Consigne 1 ▸
Recopiez le passage sur Maximal Spleen en partant des mots « Une sorcière, un » et en vous arrêtant après « de même nature[2]. ».
Consigne 2 ▸
Prolongez le texte consacré à Maximal Spleen de Simon Hanselmann à partir de l'endroit où il s'interrompt.

Du Yum Yum Book de Crumb par exemple à Maximal Spleen, il y aurait à exprimer l’indicible par le langage que l’on a le mieux appris, le mieux compris, remontant le plus loin aussi et qui, par cet usage, contiendrait déjà la distance et la trahison que l’on ne saurait formuler.

Simon Hanselmann poursuivrait donc cette logique, en y apportant une autre culture générationnelle et vernaculaire. Quand d’autres pouvaient être marqués par Disney et l’Amérique de l’après-guerre, Hanselmann convoque lui un album pour la jeunesse des années 70[1], et une culture télévisuelle anglo-saxonne encore plus prégnante car perçue du fin fond de sa Tasmanie natale.
Une sorcière, un chat et un hibou anthropomorphe, forment ici un trio héroïque, dont on suit les confrontations entre «teen movie» et «soap opéra». Pourquoi en bande dessinée ? Parce que longtemps cinéma de papier, elle peut être aujourd’hui une télévision de même nature[2].

Tout le travail sera de faire la part des choses entre illusions et mensonges, de confronter l’imaginaire au vécu, en habillant l’un de l’autre et vice versa. Maximal Spleen semble en grande partie autofictionnel. Comme d’autres, l’auteur ajoute son histoire familiale, l’usage des drogues, la sexualité, son interrogation sur le genre et un penchant marqué pour le travestissement. Mise en abîme, course vers l’abîme, comment l’éviter serait la question sous-jacente ?

Lignes de données ▸
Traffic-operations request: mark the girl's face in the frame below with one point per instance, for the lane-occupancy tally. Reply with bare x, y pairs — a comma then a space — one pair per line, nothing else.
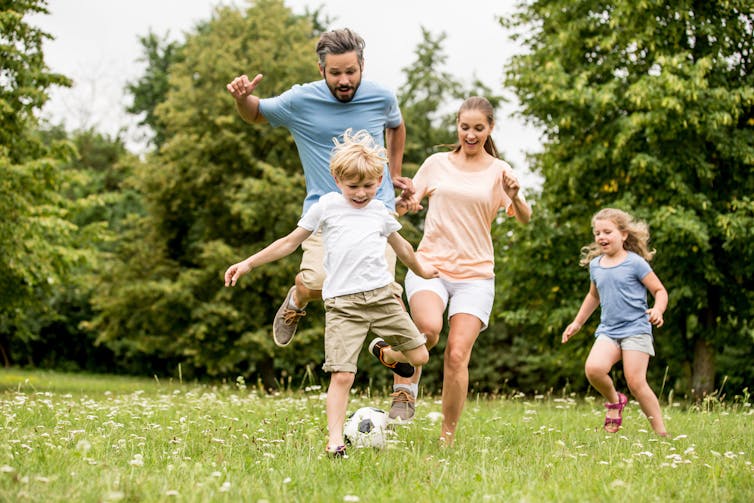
357, 192
473, 130
610, 239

Réponse rédigée 1 ▸
Une sorcière, un chat et un hibou anthropomorphe, forment ici un trio héroïque, dont on suit les confrontations entre «teen movie» et «soap opéra». Pourquoi en bande dessinée ? Parce que longtemps cinéma de papier, elle peut être aujourd’hui une télévision de même nature[2].

Réponse rédigée 2 ▸
En quatrième de couverture, la sorcière — en laquelle de nombreuses photos sur la toile montre que l’auteur aime à se déguiser — peut voler, elle ne tombera pas forcément dans le vide. Megg, Mogg & Owl sont une thérapie. Le goût pour l’expérimentation et la mise en danger s’y déploient pour la création, permettant l’élaboration d’une œuvre rapidement passionnante. Trivialité et subtilité s’entrecroisent de manière insolite et souvent jubilatoire. A la lecture, l’œuvre fait apparaître avec raison Simon Hanselmann comme cette étoile montante décrite par de nombreux commentateurs anglo-saxons, et misma nous en offre l’édition impeccable.

Notes

  1. Meg et Mog d’Helen Nicoll et Jan Pienkowski.
  2. Comics is a cheap television studio for poor kids.